:: Data shown ::
%%

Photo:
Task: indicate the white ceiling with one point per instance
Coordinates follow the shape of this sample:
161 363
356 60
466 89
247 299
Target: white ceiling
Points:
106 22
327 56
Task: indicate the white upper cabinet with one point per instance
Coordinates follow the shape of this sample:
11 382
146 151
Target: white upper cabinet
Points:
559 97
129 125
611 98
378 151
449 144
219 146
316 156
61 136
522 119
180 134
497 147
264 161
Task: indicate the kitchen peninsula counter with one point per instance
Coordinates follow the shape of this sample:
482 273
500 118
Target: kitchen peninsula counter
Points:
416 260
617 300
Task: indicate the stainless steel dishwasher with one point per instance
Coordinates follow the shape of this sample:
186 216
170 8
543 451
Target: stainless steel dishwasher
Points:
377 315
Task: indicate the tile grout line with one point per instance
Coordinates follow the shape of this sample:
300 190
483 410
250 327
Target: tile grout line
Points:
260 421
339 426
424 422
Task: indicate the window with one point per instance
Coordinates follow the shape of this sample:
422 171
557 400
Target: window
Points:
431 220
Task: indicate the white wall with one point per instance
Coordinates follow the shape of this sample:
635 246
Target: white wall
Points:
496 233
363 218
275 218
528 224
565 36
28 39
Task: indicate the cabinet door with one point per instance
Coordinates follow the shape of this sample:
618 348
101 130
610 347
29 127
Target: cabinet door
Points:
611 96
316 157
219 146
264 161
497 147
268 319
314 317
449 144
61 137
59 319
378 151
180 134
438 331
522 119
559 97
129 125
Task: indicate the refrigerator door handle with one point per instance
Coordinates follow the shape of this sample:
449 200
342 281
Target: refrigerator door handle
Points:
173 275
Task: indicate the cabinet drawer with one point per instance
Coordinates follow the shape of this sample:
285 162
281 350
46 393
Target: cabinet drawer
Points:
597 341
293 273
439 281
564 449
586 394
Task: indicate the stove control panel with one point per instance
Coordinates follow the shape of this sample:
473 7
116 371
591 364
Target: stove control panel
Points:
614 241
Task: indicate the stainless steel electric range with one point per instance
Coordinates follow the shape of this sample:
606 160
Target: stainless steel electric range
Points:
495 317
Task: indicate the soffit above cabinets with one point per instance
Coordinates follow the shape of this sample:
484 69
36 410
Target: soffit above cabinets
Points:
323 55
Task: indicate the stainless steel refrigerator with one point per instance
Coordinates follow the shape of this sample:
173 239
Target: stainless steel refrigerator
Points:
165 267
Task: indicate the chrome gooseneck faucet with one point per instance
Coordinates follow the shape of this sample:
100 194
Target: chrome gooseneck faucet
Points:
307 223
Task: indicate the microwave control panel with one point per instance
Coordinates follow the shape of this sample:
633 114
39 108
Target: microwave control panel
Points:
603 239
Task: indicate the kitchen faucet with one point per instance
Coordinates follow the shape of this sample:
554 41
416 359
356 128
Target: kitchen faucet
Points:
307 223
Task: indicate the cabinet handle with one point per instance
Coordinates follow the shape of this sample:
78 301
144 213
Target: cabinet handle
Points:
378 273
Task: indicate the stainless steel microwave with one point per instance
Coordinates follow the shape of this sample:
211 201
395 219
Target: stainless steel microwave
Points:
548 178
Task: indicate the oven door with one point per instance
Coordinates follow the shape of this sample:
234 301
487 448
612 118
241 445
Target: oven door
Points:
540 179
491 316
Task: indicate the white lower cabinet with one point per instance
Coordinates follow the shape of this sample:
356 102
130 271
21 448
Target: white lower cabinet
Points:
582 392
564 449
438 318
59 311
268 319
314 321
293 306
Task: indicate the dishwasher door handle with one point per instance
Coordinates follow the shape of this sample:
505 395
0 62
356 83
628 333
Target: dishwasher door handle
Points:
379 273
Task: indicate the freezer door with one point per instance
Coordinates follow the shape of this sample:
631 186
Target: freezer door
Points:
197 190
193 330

%%

:: Task description ::
Give all of the entries again, word for word.

:: Correct result ::
Photo:
Task: indicate the white ceiling with one point per instance
Coordinates follow the shape of this sample:
161 363
356 60
466 89
247 299
Target: white ceiling
Points:
106 22
327 56
Task: indicate the white upper cabinet with one point per instance
Coordinates follow the shape of this sample:
11 382
146 151
Target: white upper cabinet
Points:
559 97
129 125
611 98
378 151
449 144
219 146
316 156
61 136
522 119
180 134
497 147
264 161
Task: indicate the kitchen peninsula counter with one point per instance
Coordinates follow the shape of this sample:
482 273
500 118
Target: kitchen peninsula counter
Points:
416 260
617 300
Task: indicate the stainless steel dishwasher with one point per instance
Coordinates follow the shape of this sample:
186 216
170 8
543 451
Target: stainless steel dishwasher
Points:
377 315
Task: indicate the tile grout line with one point per instance
Coordinates follow the shape of this sample:
300 190
483 410
250 327
Target: tile grout line
Points:
260 421
339 426
424 422
Task: indicate the window with one point per instance
Coordinates follow the shape of this sample:
422 171
557 400
Target: window
Points:
431 220
Task: indicate the white wall with one point per instance
Coordinates follow the shape of this sample:
635 246
Target: white wall
Points:
496 233
363 218
275 218
528 224
565 36
28 39
Task: indicate the cabinet door with one point per instance
Coordinates follow the shape of this sample:
618 348
101 130
610 347
29 127
Target: cabinet door
Points:
611 96
316 157
219 146
264 161
497 147
268 319
314 317
449 144
61 137
59 319
378 151
180 134
438 331
522 119
559 97
129 125
Task: indicate the refrigerator door handle with one point per instance
Coordinates follow the shape of this sample:
449 200
342 281
Target: refrigerator door handle
Points:
173 275
Task: indicate the cabinet drawer with one point per instance
Coordinates follow the shape of this sample:
285 162
281 350
46 393
Target: cabinet drawer
Points:
597 341
293 273
439 281
564 449
586 394
Task: indicate the stove control panel with one point per instance
Coordinates follow the shape of this sample:
473 7
116 371
591 364
Target: stove control panel
Points:
614 241
Task: indicate the stainless steel electric range with one point per instance
Coordinates follow the shape of this sample:
606 160
Target: stainless steel electric range
Points:
495 317
Task: indicate the soffit above cabinets with one point per instance
Coordinates follow the shape of this sample:
484 69
36 410
Target: soffit above cabinets
Points:
323 55
Task: indicate the stainless steel refrigerator with one point per instance
Coordinates follow the shape of this sample:
173 239
Target: stainless steel refrigerator
Points:
165 267
Task: indicate the chrome gooseneck faucet with one point per instance
Coordinates follow the shape of this sample:
100 194
Target: chrome gooseneck faucet
Points:
307 223
Task: indicate the microwave control panel with one point per instance
Coordinates follow the shape of this sample:
633 114
39 108
Target: microwave control panel
Points:
603 239
Task: indicate the kitchen faucet with one point per instance
Coordinates follow the shape of this sample:
554 41
416 359
356 128
Target: kitchen faucet
Points:
307 223
Task: indicate the cabinet handle with one point per instance
Coordinates follow the shape of this sample:
78 301
144 213
Target: cabinet handle
Points:
378 273
Task: indicate the stainless steel microwave with one point per instance
Coordinates follow the shape of this sample:
211 201
395 219
Target: stainless steel microwave
Points:
548 178
Task: indicate the oven door with one point per instance
Coordinates follow the shape of this sample:
234 301
487 448
612 118
241 445
Target: oven door
Points:
540 179
491 316
Task: indicate the white lower cabinet with one point per instance
Coordinates follow the shape of this sample:
356 102
130 271
21 448
Target: white lower cabinet
Points:
582 392
564 449
438 318
59 311
268 319
314 321
293 306
Task: indicate the dishwasher door handle with one point per instance
Coordinates follow the shape of this sample:
505 395
0 62
356 83
628 333
Target: dishwasher door handle
Points:
379 273
Task: indicate the freezer door with one point per instance
Coordinates follow the shape of this sample:
631 186
Target: freezer door
Points:
197 190
193 330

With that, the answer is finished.